TASK STATEMENT: Render the rows below as a JSON list of strings, one string per line, skipping any blank lines. Leave the pictures out of the list.

Dataset records about object locations
————————
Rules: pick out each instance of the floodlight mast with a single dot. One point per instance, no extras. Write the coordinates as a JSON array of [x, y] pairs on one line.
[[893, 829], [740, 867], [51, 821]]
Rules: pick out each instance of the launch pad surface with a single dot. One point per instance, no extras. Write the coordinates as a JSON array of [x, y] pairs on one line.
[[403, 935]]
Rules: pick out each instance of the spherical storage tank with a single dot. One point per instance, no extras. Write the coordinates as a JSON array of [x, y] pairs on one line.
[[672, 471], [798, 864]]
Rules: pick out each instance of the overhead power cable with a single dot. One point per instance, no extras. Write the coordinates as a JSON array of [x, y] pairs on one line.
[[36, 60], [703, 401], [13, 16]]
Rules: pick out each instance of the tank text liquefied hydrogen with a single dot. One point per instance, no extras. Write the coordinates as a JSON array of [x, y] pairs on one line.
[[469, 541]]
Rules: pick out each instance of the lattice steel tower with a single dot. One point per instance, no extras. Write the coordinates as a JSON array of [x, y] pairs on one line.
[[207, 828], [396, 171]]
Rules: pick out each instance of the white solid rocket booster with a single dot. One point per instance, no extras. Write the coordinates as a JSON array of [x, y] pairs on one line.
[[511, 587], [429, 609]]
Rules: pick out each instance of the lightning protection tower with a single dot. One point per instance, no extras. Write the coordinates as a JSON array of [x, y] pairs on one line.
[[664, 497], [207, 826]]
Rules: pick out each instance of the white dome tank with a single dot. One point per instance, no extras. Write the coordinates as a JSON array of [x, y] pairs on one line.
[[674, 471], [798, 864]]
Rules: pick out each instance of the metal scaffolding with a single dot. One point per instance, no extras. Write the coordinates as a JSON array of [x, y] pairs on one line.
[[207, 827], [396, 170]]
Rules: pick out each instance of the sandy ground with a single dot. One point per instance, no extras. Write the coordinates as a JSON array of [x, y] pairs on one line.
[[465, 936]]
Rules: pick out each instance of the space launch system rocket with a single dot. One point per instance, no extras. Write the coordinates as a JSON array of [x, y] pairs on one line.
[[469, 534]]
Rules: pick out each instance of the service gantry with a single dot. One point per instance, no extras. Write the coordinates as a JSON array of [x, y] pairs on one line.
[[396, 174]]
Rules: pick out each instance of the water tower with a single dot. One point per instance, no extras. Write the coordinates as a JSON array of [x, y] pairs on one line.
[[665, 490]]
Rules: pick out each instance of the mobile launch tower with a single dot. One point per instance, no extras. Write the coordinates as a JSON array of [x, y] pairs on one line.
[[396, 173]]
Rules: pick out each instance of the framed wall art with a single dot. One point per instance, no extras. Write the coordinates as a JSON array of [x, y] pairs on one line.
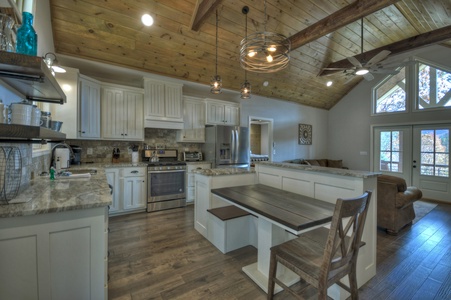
————————
WORKED SOLUTION:
[
  "Rules: pick out each instance of the floodlight mast with a single dot. One point per instance, no extras. Write the coordinates as a JSON array of [x, y] pairs on one line.",
  "[[893, 829], [740, 867], [51, 821]]",
  "Rules: pick out each instance of the launch pad surface with a single dot. One point per instance, no extras. Write the coordinates as a JSON array of [x, y] pairs on one line.",
  "[[403, 935]]",
  "Rules: pick out each instance of the spherical storage tank with a single dot. One point per instance, no extras. Write the coordinates as a JSON array of [x, y] pairs on one line.",
  "[[672, 471], [798, 864]]",
  "Rules: pick out each instance of the overhead power cable with a single dot. One point per instance, no extras. Write the coordinates as a JSON array of [x, y] pairs on one line.",
  "[[36, 60], [703, 401], [13, 16]]",
  "Rules: pick out each instance of the tank text liquefied hydrogen with a single dot. One point per instance, no extras. Write the coordinates as a JSON array of [x, y] pairs on one line.",
  "[[469, 541]]",
  "Rules: pick out each instance of the lattice steel tower with a single dot. One point per instance, no extras. Write the coordinates as a JSON array of [x, y] pairs on one line.",
  "[[207, 828], [396, 171]]",
  "Rules: pick out each instance of the white solid rocket booster with a single dot. One point per instance, no extras. Write the coordinates as a JSON array of [x, y] pairs on one line.",
  "[[511, 587], [429, 609]]",
  "Rules: pick out each instance of the lightning protection tower with a single dot. One point per instance, no extras. Write the coordinates as a JSON array of [x, y] pairs on one line.",
  "[[664, 497], [207, 826]]",
  "Rules: pick out each instance of the white dome tank with a single dot. One point per instance, no extras. Write the coordinates as a JSON array of [x, y] pairs on one line.",
  "[[674, 471], [798, 864]]",
  "Rules: pick out each instance of the metal scaffolding with a single dot. One point per instance, no extras. Write the coordinates as a JSON array of [x, y] pairs on one line.",
  "[[207, 827], [396, 170]]",
  "Rules: pick out each instance of the sandy ground with a single dot. One point per instance, no extras. Write the coordinates as a JSON array of [x, y] pairs on one line.",
  "[[465, 936]]",
  "Rules: pick out each instance of the space launch system rocket with a single dot. One point per instance, no extras. Write the coordinates as a JSON array of [x, y] pairs on one line.",
  "[[469, 534]]",
  "Rules: pick out each instance of the service gantry with a single dot. One point per instance, no extras. Write the coordinates as a JSON array of [x, y] pairs on one line.",
  "[[396, 174]]",
  "Rules: pick out each instance of the water tower with a single dot. One point per instance, no extras. Write the coordinates as a JSON array of [x, y] pairs on one line.",
  "[[665, 490]]",
  "Rules: pick out each instance of the mobile launch tower with a single dot. One point per instance, no extras. Write the coordinates as a JSON array of [x, y] pairs on one line.",
  "[[396, 173]]",
  "Rules: pick out each instance of the framed wall art with a single dot. One point per instance, no extras. Write the coordinates as a JSON array of [x, y] pairs on one line."
]